#### [WORK TO COMPLETE]
In the market commentary below, which sectors led the rally?

== EXTRACT

Daily Insight: Ebb and Flow Continues
Written by Brent Vondera   
Tuesday, 28 June 2011 06:41

U.S. stocks rebounded following three sessions of decline as those concerns over Greek debt, default and the Euro banking system appeared to ease yesterday (the ebb and flow of this issue that we began to talk about a year ago remains ever-present). 

 

Some optimism arose from word over the weekend that French banks propose rolling 70% of maturing debt into new Greek 30-year bonds – though you’d never know it by watching spreads as the yields on Greek, Irish, Portuguese and Spanish bonds all screamed wider.  The next big test comes tomorrow when that Greek austerity vote takes place.

 

Tech, consumer discretionary and financials led the rally.  Basic material, consumer staple and health care shares were the biggest losers. 

 

In a speech yesterday, the president of the Minneapolis Federal Reserve Bank proposed changing the tax system, not for the focused purpose of achieving higher growth rates but to discourage households and institutions from accumulating too much debt.  Really?  That’s his reason for the debt problems we’re currently dealing with?  While tax deductions certainly incentivize people to take on more debt, the sine qua non is low interest rates – specifically, extremely low or even negative real interest rates.   It never ceases to amaze me how the Fed never accepts blame.  Financial bubbles and the ensuing economic disturbance is never a result of their policy decisions.

====
== EXCERPTED RECORDS

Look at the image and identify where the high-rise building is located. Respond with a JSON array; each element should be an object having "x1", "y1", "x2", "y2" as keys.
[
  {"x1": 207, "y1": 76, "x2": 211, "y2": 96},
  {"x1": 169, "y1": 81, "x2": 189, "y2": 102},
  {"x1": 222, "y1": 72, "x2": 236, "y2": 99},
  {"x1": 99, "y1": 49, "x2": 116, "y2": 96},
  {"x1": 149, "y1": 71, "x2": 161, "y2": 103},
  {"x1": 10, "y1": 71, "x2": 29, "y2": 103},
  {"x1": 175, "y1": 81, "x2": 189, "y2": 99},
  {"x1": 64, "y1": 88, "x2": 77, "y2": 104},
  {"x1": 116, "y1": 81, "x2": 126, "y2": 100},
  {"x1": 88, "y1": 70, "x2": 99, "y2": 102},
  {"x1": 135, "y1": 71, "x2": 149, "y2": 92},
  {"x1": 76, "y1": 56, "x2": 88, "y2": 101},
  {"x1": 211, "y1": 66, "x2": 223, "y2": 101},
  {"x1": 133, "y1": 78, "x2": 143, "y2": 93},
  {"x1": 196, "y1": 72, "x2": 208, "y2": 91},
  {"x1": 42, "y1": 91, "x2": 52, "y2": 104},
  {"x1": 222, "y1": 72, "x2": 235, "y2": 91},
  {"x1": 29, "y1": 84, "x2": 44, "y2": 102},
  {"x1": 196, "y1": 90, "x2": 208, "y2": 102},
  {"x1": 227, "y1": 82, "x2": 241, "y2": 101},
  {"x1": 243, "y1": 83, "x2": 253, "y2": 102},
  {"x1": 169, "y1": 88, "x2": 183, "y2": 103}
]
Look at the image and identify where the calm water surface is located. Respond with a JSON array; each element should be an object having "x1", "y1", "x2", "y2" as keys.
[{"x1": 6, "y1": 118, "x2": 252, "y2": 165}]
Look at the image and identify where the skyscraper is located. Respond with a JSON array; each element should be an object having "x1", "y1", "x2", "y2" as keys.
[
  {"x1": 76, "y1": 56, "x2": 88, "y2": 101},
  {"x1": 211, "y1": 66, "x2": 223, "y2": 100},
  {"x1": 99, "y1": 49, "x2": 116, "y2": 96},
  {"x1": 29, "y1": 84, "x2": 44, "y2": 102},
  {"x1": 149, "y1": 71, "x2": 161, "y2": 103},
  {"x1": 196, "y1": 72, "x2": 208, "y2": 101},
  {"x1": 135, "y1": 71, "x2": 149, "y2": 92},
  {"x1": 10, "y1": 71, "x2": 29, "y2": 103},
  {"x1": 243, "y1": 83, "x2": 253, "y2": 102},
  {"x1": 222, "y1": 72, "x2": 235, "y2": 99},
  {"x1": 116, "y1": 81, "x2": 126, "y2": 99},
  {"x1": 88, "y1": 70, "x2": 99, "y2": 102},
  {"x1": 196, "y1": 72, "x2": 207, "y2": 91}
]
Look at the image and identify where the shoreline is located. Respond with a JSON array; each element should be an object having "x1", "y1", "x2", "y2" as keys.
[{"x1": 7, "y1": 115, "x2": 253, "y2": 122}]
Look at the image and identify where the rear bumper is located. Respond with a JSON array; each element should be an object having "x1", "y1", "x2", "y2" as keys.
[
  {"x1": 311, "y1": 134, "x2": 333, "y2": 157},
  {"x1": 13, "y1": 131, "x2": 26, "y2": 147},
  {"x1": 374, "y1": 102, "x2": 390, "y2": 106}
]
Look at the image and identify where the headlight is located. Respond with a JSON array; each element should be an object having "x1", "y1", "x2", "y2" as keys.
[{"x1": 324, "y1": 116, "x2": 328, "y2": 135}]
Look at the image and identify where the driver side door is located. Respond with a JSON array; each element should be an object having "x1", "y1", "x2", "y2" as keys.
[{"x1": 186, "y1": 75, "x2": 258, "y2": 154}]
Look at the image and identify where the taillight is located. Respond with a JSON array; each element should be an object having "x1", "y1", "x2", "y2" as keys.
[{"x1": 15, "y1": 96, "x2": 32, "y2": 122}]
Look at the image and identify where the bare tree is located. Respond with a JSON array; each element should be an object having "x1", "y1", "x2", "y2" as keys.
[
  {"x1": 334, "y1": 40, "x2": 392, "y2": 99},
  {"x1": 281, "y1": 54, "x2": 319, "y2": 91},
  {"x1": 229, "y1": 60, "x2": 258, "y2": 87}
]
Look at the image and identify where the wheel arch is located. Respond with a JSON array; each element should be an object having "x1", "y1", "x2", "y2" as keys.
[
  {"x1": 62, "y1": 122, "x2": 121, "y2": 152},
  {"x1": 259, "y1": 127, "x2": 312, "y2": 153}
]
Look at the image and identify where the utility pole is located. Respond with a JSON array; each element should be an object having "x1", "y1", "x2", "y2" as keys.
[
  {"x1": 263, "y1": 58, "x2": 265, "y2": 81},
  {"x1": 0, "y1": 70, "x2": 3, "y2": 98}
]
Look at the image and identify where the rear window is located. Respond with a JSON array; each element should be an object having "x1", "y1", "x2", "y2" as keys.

====

#### [WRITTEN SOLUTION]
Tech, consumer discretionary and financials led the rally.